Written exercise >> Write what comes next in the forum thread below on running a website from a home server versus a hosting company, starting right after its final sentence.

Provided text >>
-- start --
I have been considering justifying the cost of our own server (or, even better, virtual server) provided by the hosting company rather than sharing the server with others, thus removing the main advantage of a home server. Virtual servers provide increased resilience against breakdown and fast recovery. As I have said before, I am closely watching 'cloud' services that shift the argument to a whole new dimension.

Re: Jowett.net down

Posted: Sun May 06, 2012 10:44 pm
by Keith Andrews
1. There is usually a single point of failure of the site in the network connection to the Internet. That extends to the provider of that connection as well and the ongoing connection to the core of the Internet.
In the time we have had BW in NZ..going back to the 90s, had 3 periods totaling 2 1/2 day internet down, and several days where intermittent connects, which where so intemittent was not of any great concern...issue was a capacitor in the router.
2. The site itself may only have rudimentary protection against fire, flood, theft, earthquake.
And some host sitting in an industial office has more? If a tidle wave goes thru here or a volcano erupts what is the difference to the office block down the road?..or in Christchurch. or Japan, or San Fransico or texas?... At least I can grab a hard drive and have better reason to do so ....
3. There is usually a single point of failure in the administration of the site for both daily and longer term support.
If u own admin the whole lot why dose one then need support, yur are it and anything come up...google, no different to a host who doesnt google just blames everything onto a load of BS.
4. All aspects of site administration cannot be kept up to date and secure by one person.
Rubbish, Once setup, KNOWING FULL BACKUPS are made and if anything breaks, server mother board, hacked whatever everything is back on line in around 10 to 30 mins...And one has full access to server logs, Operating system logs etc therefore advoiding dealing with idiots full of BS at the hosting company.
-- end --
Dataset rows >>
-- start --
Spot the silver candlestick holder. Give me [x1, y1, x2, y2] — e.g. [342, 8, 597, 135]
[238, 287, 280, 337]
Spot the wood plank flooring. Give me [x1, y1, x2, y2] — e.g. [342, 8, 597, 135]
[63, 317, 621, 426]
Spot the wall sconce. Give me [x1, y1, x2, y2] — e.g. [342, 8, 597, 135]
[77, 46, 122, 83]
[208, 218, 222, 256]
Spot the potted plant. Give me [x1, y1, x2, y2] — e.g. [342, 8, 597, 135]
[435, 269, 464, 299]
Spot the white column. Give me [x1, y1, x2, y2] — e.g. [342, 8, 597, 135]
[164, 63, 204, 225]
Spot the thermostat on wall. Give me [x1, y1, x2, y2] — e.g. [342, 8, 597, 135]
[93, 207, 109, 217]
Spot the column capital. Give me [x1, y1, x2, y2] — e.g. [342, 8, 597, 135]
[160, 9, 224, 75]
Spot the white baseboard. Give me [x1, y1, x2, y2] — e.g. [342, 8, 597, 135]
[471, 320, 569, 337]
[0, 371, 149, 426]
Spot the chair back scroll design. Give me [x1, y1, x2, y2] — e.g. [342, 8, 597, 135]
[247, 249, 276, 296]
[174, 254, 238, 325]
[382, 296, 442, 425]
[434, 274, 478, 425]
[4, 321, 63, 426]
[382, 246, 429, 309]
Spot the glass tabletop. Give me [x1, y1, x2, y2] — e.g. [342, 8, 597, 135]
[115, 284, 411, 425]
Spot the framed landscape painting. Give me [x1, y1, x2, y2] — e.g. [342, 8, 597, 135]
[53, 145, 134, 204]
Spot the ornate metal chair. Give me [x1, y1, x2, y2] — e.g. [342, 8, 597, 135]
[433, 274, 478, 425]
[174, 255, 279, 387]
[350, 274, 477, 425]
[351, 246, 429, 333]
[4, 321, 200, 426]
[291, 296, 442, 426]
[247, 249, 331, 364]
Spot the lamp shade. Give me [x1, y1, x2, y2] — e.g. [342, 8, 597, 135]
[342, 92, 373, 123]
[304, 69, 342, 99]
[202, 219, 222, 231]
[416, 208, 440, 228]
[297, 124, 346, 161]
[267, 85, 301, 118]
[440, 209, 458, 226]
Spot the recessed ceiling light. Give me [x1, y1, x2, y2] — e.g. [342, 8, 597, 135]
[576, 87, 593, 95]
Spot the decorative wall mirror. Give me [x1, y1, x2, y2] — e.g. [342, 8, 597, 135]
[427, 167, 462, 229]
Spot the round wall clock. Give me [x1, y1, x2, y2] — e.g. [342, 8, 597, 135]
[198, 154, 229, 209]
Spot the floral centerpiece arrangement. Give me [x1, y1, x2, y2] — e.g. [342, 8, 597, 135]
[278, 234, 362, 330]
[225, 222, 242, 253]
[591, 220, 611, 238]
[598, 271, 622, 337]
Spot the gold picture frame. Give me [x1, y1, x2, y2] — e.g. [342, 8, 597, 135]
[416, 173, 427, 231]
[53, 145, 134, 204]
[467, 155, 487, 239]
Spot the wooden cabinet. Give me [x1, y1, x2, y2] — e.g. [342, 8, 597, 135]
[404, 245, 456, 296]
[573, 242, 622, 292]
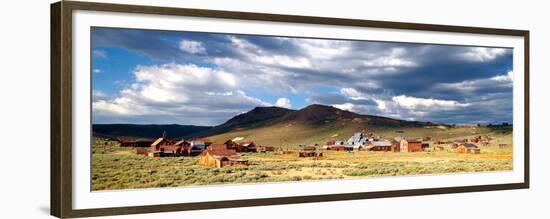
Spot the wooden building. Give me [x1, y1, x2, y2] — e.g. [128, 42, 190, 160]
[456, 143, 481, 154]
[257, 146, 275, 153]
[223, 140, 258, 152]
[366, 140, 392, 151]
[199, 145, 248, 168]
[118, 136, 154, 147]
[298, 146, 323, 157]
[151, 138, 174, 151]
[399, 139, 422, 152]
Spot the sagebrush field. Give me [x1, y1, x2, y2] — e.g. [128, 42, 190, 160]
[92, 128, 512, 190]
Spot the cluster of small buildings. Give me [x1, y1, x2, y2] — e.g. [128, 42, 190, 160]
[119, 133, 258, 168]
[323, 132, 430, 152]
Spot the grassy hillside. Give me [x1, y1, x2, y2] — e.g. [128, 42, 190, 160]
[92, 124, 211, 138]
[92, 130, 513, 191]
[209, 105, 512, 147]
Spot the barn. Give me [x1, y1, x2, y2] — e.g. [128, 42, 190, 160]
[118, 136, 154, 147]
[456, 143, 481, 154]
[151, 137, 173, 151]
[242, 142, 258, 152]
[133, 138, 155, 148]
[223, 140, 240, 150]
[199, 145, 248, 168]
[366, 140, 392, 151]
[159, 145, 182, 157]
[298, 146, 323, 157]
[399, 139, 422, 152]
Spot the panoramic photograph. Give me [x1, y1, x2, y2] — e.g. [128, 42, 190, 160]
-- end --
Response to the exercise >>
5. Usually the bandwidth and proximity to the core of the Internet affects performance
I have no idea what providers are like in the UK but my internet is in the top 5 per cental of the world and it is only a basic plan.. plus I dont have a string of servers and BS to go thru...And Im still on copper.

Now of these in practice are negatives..If they where i would have moved to a hosting company along with the other web sites I admin for other people....The only sort of down side is I cant host everyones web sit mail servers etc because of limitations on BW and hardware...but I have no intention, I run my sites, couple local club sites....thats it.
I have been considering justifying the cost of our own server
My 1st server, yrs ago (days of win 95) was an obsolete P 2 gaming machine , then a P3 obsolete gaming server which I still use for general email /surfing like now. Then a P4, an old gaming machine.. I have personally built all these machines...
hence the reliabity....They are just old machines laying around doing nothing....All the software is open source, apachie, peril, squiral, php,mysql, netpbm, hmailer etc.....Cost, well the only costs are left over bandwidth that I dont use but payfor anyway, and domain registration each yr....cost to the club From memory about $US 50

And Clouds..to much 'faith' in their servers, their security, their connections, basically clouds are cheaper because our IT industry got way to greedy in charges to small business/school server administration. And clouds stepped into the 'breach' taking all their data off shore....Basically the same principle as a huge multi national company running there internatioal braches from a central server(s)....except they are still FULLY incharge of their OWN data.
Yep cloud is the Hot in thing these days, just because the propaganda/marketing is hot, is cost effective (a very bottom line issue in a world ressession)..doesnt make it the best (other than financual) route to take in the long term.

A big issue in theChCh earthquakes is the day to day operation of companies that used hosts and clouds based in the city, and a lot of it not able to be accessed for weeks and months, even then destoried because of no off site back up.

All the customers I admined, I had uptodate back ups of operating systems of workstations, servers, server OS etc...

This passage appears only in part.